Given entries
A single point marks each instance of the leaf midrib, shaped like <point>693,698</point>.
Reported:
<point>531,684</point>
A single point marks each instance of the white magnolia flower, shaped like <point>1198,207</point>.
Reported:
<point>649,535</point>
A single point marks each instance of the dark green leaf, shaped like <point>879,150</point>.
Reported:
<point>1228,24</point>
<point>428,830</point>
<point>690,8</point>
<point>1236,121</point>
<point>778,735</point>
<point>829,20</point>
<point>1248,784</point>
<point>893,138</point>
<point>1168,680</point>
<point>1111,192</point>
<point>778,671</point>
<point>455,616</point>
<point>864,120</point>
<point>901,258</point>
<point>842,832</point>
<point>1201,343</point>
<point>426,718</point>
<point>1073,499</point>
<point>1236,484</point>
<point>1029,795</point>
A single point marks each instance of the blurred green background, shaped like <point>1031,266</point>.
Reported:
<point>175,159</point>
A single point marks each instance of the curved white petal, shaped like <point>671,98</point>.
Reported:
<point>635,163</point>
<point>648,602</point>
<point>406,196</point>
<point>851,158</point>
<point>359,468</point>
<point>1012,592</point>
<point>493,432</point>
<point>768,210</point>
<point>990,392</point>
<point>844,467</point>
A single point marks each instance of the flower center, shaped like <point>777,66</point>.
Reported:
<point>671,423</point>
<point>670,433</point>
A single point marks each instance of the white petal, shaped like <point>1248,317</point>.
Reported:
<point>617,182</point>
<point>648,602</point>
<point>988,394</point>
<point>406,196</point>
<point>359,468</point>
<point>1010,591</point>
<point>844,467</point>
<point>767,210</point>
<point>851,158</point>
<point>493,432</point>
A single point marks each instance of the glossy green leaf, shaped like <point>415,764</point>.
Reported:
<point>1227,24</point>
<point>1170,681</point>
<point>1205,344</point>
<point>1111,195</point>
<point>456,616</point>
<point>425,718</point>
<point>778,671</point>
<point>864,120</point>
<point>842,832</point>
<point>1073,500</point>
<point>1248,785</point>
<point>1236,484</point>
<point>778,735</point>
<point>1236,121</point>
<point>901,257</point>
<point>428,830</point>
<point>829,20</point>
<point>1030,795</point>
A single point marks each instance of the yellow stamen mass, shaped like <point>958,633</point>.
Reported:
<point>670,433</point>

Task objective
Copy all of the material above word for word, keeping every line unchanged.

Response to the exercise
A single point marks each instance of the leaf midrib, shaped like <point>693,698</point>.
Reported:
<point>531,684</point>
A single point marks each instance of the white magnolia flower, shaped like <point>1198,207</point>.
Reported:
<point>649,535</point>
A single point marks each instance of the dark green leaf, shaped like <point>879,150</point>.
Reported:
<point>1228,24</point>
<point>428,830</point>
<point>690,8</point>
<point>1236,121</point>
<point>778,735</point>
<point>829,20</point>
<point>1248,784</point>
<point>893,138</point>
<point>1168,680</point>
<point>1111,192</point>
<point>778,671</point>
<point>455,616</point>
<point>864,120</point>
<point>901,258</point>
<point>842,832</point>
<point>1201,343</point>
<point>426,718</point>
<point>1073,499</point>
<point>1236,484</point>
<point>1029,795</point>
A single point marks each instance of the blurred green background, shaped like <point>1031,266</point>.
Reported:
<point>175,159</point>
A single point marks each instance of the curved white petal, shaped like <point>671,98</point>.
Reported:
<point>635,163</point>
<point>648,602</point>
<point>406,196</point>
<point>851,158</point>
<point>359,468</point>
<point>1012,592</point>
<point>493,432</point>
<point>768,210</point>
<point>990,392</point>
<point>844,467</point>
A single point marks each instance of the flower center, shaped like <point>777,66</point>.
Reported:
<point>671,423</point>
<point>670,433</point>
A single point marks each instance of the white petal, shaped like <point>1248,317</point>.
Reported:
<point>617,182</point>
<point>648,602</point>
<point>988,394</point>
<point>406,196</point>
<point>359,468</point>
<point>1010,591</point>
<point>844,467</point>
<point>767,210</point>
<point>851,158</point>
<point>493,432</point>
A single point marks each instance of the glossy green leaf, shaped like <point>415,764</point>.
Reported:
<point>1227,24</point>
<point>1170,681</point>
<point>1205,344</point>
<point>1111,195</point>
<point>456,616</point>
<point>425,718</point>
<point>778,671</point>
<point>864,120</point>
<point>842,832</point>
<point>1073,500</point>
<point>1248,785</point>
<point>1236,484</point>
<point>778,735</point>
<point>1236,121</point>
<point>901,257</point>
<point>428,830</point>
<point>829,20</point>
<point>1030,795</point>
A single point marks each instance of the yellow stamen mass, shaped like <point>958,633</point>.
Reported:
<point>670,433</point>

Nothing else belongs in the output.